(Records provided begins)
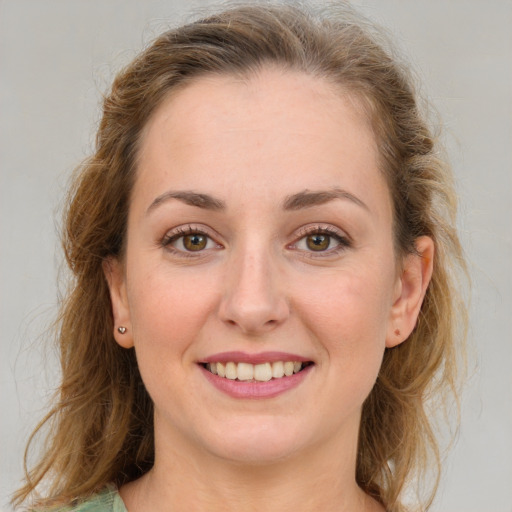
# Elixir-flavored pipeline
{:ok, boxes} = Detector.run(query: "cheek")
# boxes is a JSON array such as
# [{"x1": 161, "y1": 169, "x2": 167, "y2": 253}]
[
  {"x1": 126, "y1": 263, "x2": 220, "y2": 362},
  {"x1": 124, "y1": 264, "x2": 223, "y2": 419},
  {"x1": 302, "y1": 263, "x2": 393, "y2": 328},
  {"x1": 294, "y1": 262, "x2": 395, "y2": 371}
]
(Records provided ends)
(Records provided begins)
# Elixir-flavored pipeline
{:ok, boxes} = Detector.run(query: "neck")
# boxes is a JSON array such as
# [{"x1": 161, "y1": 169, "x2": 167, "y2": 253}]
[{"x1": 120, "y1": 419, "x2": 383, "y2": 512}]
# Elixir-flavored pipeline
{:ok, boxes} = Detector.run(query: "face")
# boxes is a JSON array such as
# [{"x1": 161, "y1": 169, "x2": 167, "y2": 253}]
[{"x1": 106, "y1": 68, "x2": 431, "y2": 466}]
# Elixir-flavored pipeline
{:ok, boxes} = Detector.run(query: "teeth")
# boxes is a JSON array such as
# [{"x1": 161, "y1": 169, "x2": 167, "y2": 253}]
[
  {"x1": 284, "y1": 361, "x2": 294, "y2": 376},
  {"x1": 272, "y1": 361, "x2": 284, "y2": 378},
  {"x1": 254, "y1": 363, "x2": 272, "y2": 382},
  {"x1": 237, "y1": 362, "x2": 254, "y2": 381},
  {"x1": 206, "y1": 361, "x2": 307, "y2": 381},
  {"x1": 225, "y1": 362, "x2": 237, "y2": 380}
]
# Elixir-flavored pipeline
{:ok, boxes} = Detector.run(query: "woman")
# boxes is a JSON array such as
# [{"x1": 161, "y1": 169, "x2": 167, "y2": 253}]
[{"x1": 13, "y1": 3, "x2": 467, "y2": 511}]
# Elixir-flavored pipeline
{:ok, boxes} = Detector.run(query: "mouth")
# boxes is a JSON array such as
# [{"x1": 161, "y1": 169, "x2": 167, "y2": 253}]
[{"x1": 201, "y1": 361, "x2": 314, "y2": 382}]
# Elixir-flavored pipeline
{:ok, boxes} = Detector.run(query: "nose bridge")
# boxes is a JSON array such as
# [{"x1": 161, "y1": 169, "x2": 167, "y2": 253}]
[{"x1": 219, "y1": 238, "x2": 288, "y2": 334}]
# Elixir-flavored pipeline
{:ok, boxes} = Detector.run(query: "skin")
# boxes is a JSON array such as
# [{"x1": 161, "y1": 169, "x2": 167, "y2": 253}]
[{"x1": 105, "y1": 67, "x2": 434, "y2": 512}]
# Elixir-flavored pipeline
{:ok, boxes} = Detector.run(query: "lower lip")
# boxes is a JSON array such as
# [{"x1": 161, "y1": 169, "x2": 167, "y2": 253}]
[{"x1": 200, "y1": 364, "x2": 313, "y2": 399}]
(Records provided ends)
**Problem to solve**
Answer with one number only, the count of lines in the entries above that hold the string "query".

**Answer**
9